Christ’s Presence


When you come into the land that the Lord your God is giving you, you shall not learn to follow the abominable practices of those nations.

Deuteronomy 18: 9

 

Even when God grants us possession of a part of this world there is still danger in the hills that surround us; it’s also in the valleys and in the towns. Like the children of the exodus, God gives us territory. It seldom has the definite borders that enclosed Canaan, but it is just as real. The Lord desires for all of His people to live in a manner that is distinctly different from those who do not know Him. Christ calls upon us to have an impact on our neighbors, our communities, and our world that will bring about a hunger and a thirst for His righteousness.

▶ **Given information**
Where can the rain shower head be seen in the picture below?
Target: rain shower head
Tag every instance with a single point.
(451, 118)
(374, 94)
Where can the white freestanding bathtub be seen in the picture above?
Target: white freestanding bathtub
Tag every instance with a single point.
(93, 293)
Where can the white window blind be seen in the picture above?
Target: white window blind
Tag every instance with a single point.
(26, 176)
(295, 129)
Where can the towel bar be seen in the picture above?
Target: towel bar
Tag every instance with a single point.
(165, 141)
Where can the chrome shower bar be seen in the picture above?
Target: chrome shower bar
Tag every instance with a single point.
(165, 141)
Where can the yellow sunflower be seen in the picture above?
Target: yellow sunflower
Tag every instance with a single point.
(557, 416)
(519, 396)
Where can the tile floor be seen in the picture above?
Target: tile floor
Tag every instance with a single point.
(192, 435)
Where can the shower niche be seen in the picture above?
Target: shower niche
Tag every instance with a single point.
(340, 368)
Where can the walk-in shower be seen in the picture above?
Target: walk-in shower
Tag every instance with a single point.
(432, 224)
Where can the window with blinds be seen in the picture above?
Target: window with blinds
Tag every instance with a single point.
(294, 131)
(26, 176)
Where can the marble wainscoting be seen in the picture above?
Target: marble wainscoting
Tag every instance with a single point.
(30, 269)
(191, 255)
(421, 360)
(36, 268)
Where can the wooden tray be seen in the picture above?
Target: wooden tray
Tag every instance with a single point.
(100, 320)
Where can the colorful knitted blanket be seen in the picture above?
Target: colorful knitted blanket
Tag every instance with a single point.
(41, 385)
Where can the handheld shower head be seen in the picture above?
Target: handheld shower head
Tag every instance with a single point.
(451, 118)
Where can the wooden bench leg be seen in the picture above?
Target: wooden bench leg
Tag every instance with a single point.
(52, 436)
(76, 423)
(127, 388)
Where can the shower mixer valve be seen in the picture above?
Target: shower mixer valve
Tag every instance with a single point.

▶ **Exercise objective**
Answer these from the Christ's Presence text above:
(a) Which verse is quoted beneath the heading?
(b) Besides the surrounding hills, where does the text say danger also lies?
(c) What does the territory God gives seldom have?

▶ **Full solution**
(a) Deuteronomy 18:9
(b) In the valleys and in the towns
(c) The definite borders that enclosed Canaan